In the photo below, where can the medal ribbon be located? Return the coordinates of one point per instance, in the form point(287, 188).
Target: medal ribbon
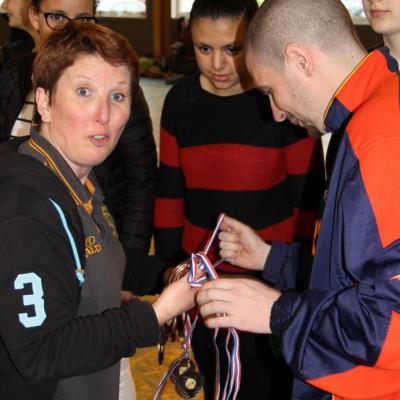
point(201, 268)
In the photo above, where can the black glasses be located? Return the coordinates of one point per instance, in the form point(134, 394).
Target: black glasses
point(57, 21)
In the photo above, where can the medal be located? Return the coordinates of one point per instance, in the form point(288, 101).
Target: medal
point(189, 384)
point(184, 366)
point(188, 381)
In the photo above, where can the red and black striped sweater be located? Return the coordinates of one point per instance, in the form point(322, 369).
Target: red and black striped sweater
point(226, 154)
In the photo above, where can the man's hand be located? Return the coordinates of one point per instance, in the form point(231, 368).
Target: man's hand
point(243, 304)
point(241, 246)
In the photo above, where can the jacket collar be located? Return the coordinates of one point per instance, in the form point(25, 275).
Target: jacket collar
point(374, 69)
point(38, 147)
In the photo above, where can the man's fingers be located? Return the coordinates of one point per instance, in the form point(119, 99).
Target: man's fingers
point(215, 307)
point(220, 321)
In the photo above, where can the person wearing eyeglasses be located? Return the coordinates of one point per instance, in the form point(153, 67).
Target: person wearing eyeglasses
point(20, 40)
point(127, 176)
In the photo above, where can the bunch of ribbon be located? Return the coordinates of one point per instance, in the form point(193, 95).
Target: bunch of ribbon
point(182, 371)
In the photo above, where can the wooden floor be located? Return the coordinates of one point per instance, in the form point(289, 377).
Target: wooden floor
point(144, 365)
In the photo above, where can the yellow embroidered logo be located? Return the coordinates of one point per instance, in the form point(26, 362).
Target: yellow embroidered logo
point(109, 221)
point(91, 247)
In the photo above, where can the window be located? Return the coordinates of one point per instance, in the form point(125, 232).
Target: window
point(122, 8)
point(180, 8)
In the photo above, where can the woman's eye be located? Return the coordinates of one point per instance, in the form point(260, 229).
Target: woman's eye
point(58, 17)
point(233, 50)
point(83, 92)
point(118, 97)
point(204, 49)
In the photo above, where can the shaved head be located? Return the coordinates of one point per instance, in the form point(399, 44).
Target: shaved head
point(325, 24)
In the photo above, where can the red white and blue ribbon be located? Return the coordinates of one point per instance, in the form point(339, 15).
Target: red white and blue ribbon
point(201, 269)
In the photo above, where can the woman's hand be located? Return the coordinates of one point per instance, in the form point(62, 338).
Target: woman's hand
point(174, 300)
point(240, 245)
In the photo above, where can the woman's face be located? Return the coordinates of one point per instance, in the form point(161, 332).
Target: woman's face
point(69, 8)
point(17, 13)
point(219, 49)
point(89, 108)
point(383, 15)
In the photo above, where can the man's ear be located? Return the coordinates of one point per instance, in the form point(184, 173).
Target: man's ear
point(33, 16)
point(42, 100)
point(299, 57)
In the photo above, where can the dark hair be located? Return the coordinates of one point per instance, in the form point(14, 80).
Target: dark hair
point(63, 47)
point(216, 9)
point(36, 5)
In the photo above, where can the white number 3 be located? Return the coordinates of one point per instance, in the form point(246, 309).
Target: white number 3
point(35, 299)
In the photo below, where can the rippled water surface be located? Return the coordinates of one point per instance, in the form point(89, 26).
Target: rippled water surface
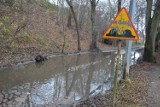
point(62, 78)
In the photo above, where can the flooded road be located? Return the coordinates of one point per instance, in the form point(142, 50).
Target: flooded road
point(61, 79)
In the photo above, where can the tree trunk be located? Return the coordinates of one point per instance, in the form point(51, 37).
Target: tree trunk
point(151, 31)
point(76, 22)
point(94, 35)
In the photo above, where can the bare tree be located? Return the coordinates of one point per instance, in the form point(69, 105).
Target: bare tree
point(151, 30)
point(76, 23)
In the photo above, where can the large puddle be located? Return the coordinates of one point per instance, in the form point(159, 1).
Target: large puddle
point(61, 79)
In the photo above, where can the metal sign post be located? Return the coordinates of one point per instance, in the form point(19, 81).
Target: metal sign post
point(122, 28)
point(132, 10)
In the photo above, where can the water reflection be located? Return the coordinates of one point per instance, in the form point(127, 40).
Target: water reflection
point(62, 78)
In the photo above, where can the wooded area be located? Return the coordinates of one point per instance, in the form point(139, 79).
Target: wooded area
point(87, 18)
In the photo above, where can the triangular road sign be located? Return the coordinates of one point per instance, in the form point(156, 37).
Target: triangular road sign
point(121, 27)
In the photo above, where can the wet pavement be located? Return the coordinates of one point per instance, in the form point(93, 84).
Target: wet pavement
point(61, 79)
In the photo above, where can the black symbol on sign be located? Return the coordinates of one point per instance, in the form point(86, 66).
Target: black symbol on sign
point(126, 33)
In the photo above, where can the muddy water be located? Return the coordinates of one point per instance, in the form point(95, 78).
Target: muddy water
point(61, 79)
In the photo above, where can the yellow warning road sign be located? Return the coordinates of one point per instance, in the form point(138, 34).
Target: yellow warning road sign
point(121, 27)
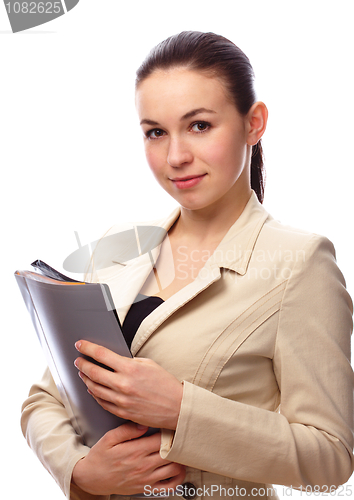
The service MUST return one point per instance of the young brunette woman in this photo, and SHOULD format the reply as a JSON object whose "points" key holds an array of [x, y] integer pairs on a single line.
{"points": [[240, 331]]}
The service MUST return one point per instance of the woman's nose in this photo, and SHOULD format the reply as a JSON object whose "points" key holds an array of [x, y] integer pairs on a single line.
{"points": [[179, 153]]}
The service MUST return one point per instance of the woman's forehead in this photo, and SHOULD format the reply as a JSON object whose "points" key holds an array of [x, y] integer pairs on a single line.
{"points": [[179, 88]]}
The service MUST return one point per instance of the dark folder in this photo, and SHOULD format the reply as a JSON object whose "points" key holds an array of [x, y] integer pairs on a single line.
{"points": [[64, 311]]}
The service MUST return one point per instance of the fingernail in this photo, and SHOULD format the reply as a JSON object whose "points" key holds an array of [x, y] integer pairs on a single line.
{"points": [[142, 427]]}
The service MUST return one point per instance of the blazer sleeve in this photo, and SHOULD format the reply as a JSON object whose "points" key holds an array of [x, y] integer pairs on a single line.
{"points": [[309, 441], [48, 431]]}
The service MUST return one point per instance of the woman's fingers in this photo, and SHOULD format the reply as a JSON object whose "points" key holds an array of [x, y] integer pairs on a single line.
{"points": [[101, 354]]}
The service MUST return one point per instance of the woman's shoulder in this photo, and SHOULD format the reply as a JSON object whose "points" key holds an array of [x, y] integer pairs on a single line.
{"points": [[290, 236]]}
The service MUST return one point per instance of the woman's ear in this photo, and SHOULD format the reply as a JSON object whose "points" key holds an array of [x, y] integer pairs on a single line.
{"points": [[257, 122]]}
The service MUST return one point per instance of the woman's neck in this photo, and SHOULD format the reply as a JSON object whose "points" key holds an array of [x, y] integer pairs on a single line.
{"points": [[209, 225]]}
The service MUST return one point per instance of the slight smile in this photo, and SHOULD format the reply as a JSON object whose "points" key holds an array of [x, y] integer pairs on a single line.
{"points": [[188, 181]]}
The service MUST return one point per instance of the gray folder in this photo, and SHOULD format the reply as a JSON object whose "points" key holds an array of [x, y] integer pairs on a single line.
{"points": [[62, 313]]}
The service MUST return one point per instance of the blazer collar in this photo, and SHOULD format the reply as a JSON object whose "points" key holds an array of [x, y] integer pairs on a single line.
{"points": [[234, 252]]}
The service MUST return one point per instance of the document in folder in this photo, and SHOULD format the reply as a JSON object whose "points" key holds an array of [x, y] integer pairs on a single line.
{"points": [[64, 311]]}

---

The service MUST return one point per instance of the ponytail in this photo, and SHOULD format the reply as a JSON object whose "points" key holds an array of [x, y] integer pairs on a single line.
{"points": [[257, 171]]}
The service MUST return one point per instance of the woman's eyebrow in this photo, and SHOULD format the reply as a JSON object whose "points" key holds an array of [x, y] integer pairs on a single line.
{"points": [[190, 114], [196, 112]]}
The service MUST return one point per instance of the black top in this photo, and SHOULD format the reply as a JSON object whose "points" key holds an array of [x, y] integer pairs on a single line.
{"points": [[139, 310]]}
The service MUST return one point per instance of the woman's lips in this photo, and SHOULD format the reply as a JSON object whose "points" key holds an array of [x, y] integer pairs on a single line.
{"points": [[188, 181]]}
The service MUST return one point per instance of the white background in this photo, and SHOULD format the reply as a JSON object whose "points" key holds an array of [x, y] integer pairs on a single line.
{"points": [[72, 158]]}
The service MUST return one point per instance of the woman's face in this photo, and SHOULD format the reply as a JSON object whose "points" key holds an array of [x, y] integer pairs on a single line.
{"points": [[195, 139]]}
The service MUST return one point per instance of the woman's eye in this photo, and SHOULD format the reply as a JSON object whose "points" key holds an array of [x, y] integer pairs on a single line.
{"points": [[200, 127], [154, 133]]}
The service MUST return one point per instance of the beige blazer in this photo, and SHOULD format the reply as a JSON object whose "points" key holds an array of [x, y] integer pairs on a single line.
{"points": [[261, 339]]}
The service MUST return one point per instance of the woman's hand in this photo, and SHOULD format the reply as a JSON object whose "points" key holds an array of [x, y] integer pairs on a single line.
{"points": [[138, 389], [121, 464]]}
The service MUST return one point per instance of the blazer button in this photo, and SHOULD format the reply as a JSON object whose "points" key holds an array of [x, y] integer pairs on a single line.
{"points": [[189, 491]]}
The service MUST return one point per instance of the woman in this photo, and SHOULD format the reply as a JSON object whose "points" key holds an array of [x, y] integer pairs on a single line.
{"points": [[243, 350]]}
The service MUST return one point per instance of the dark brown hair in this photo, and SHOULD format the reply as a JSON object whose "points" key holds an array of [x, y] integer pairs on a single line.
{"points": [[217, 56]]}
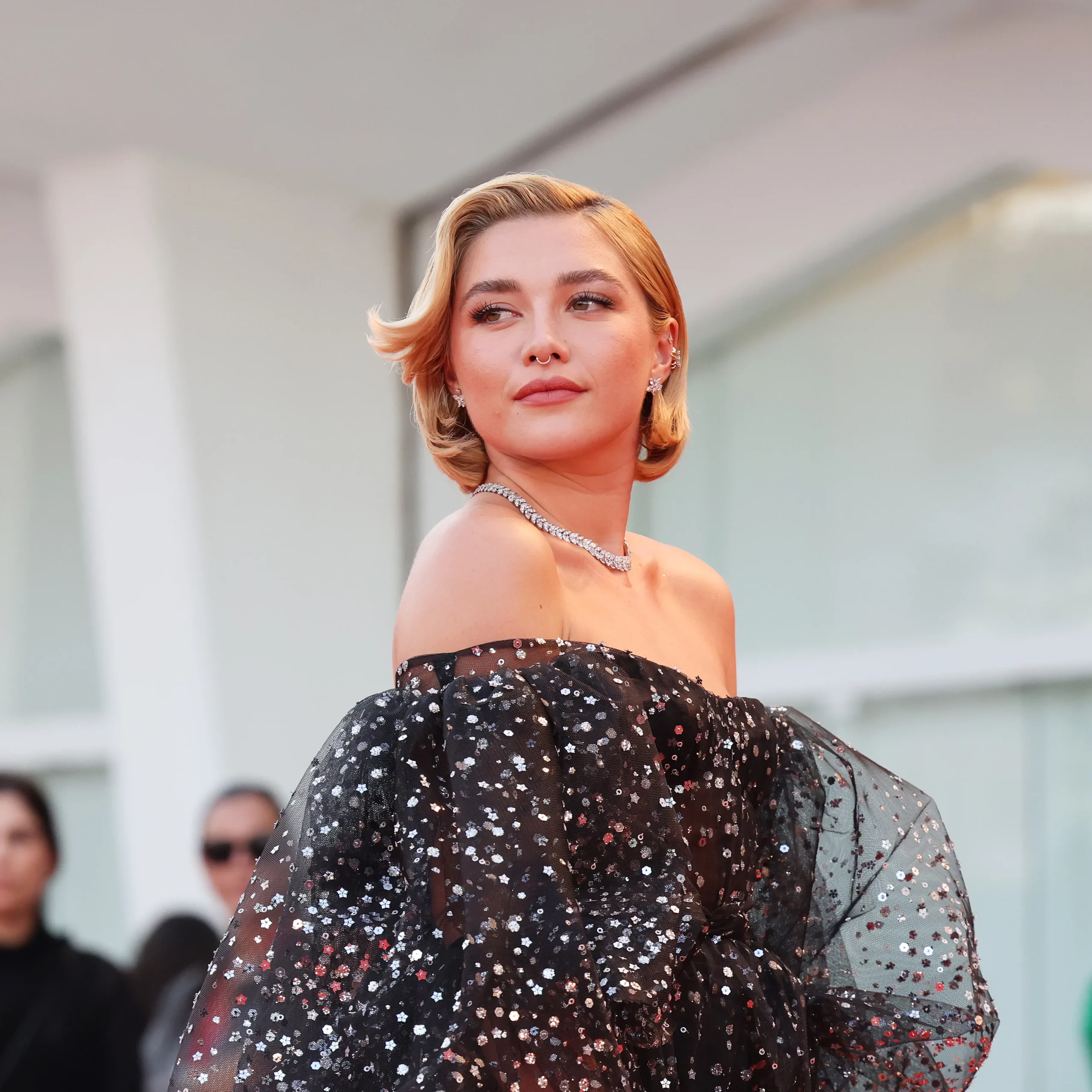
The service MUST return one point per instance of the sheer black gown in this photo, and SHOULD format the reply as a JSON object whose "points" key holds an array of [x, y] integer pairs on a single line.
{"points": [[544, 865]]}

■ **Problem to solve**
Could you reproduce, exactly, every line above from the line with "Target: yellow embroidered logo" to the line with "In the photo above, where can the woman's face", and no other line? Both ends count.

■ **Exercise response**
Target: yellow embroidered logo
point(109, 221)
point(91, 247)
In the photo above, where can the window be located? Return the coordinates of one point per instance, in the form point(125, 232).
Target: window
point(122, 8)
point(180, 8)
In the photo above, where can the woman's eye be located? Return the coordinates of one point per instance, in the form point(260, 229).
Target: woman's eye
point(58, 17)
point(233, 50)
point(83, 92)
point(118, 97)
point(204, 49)
In the photo above, where can the shaved head be located? Return the coordinates of one point per instance, in the form point(399, 44).
Target: shaved head
point(325, 24)
In the photo above, where can the red white and blue ribbon be located? Return the coordinates of one point per instance, in the form point(339, 15).
Target: red white and blue ribbon
point(201, 269)
In the photo above, where can the woman's hand be located? Return the coordinates of one point per instance, in the form point(62, 338).
Target: woman's hand
point(174, 300)
point(240, 245)
In the photo above, where can the woman's face be located? Return the coordinates of one point per instance, in the form point(161, 332).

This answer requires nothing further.